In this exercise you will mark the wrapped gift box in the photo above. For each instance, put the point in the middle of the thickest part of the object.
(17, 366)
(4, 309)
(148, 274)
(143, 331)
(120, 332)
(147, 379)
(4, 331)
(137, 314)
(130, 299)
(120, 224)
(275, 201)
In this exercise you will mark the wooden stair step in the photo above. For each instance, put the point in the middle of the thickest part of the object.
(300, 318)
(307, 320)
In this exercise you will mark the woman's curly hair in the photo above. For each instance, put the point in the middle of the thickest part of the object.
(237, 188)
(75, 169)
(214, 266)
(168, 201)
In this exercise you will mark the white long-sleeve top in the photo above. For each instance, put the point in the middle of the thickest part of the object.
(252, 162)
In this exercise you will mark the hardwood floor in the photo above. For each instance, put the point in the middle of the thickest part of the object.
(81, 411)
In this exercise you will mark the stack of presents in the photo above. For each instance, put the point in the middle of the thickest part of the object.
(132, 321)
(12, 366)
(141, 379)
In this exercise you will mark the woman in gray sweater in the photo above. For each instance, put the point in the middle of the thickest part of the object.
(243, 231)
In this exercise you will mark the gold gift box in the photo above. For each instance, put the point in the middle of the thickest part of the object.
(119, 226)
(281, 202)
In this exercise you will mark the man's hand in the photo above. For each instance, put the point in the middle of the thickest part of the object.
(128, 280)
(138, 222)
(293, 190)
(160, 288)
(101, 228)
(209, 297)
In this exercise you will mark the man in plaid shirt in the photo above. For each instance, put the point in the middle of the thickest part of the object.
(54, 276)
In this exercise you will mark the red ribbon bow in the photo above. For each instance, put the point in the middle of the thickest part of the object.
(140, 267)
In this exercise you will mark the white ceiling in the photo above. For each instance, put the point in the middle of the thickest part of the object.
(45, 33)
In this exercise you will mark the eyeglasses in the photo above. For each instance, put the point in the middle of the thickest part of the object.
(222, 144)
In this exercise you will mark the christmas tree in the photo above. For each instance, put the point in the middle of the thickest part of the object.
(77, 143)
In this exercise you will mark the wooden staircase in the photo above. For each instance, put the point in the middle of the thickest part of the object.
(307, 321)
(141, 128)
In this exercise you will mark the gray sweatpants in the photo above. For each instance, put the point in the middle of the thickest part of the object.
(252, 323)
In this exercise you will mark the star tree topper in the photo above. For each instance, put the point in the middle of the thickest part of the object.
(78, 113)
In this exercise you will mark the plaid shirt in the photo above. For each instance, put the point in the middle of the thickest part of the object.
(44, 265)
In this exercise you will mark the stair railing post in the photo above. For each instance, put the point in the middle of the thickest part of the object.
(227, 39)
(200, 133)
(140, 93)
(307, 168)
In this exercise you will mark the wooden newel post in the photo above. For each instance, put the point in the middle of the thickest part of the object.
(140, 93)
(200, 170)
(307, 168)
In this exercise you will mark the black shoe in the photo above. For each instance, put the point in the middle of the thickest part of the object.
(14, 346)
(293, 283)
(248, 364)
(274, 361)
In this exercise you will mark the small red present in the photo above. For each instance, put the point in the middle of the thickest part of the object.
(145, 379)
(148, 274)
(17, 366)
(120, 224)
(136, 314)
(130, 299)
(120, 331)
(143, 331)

**********

* What the task requires:
Word for word, output the records that appear above.

* Answer space:
In this exercise you will mark the wrapped gift box in the photo above. For each instance, put the point in the middle of the thickest part of the object.
(17, 366)
(4, 309)
(148, 274)
(143, 331)
(120, 332)
(147, 379)
(4, 331)
(137, 314)
(130, 299)
(120, 224)
(275, 201)
In this exercise you will mark the wooden stair step in the photo above. For each instance, put the point in the middle of the thickest part of the object.
(300, 318)
(307, 320)
In this exercise you will mark the woman's curly hair in the photo above. For each instance, put the point in the middle of the thickest part of the object.
(237, 188)
(75, 169)
(214, 266)
(168, 201)
In this exercise you will mark the white long-sleeve top in the photo above. For each instance, put the point in the middle of the thickest part of the object.
(252, 162)
In this exercise you will mark the hardwood floor in the photo above. For each instance, put the point in the middle of the thickest part of the object.
(81, 411)
In this exercise you will mark the stack of presents in the photo above. For each instance, put the point in the middle of the thickest part of the object.
(132, 321)
(12, 366)
(141, 379)
In this exercise you will mark the woman in gray sweater in the photo above. For each instance, put the point in the middle of the thickest part of the object.
(243, 231)
In this exercise you will mark the gold gift box in the photo above. For each instance, put the point in the middle of the thickest part of the object.
(119, 226)
(281, 202)
In this exercise you will mark the man's hand in the photo above. For each instance, put the point in the middle of the thickest part of the object.
(128, 280)
(138, 222)
(293, 190)
(160, 288)
(101, 228)
(209, 297)
In this exercise you will mark the man in plaid shirt in the photo above. For each instance, put the point in the middle of the thickest part of the object.
(54, 276)
In this exercise you will mark the red ribbon bow in the photo above. For each instance, put the point in the middle of the thickest part of the object.
(140, 267)
In this exercise you will mark the white ceiling in the photo above. For each instance, put the point in the middle of the thickest part of the object.
(45, 33)
In this exercise you will mark the eyeglasses in the photo above. For each instance, put the point in the middle of the thickest part of the object.
(222, 144)
In this exercise you will mark the christmas tree in the photo above. For each instance, put the point in the middle of the thickest part of the object.
(77, 143)
In this exercise you will mark the wooden staircase in the photo above. For each instance, put the point in the middle of the thickest part of the object.
(307, 321)
(141, 128)
In this exercise you will mark the gray sweatpants in the photo above. For each instance, put the point in the middle of the thickest part of the object.
(252, 323)
In this exercise you will mark the star tree topper in the photo above. For each instance, put the point in the middle of the thickest part of the object.
(78, 113)
In this exercise you will mark the plaid shirt in the photo above. For each instance, put the point in the middle of the thickest part of the object.
(44, 265)
In this exercise you will mark the stair railing post in the photo above. For each instance, put the point in the middle of the thickest part of the object.
(227, 39)
(200, 133)
(140, 93)
(307, 168)
In this exercise you will mark the wooden newel post in the photo above. For each instance, put the point in the middle of the thickest part of the object.
(140, 93)
(200, 170)
(307, 168)
In this exercise you will mark the black shoe in the photo above. For each instance, put the point in the middle of the thickest part of the object.
(14, 346)
(293, 283)
(248, 364)
(274, 361)
In this exercise you will mark the small red present in the photo above. For each instance, put the point in the middle of the thickest part of the object.
(145, 379)
(148, 274)
(17, 366)
(120, 224)
(136, 314)
(130, 299)
(120, 331)
(143, 331)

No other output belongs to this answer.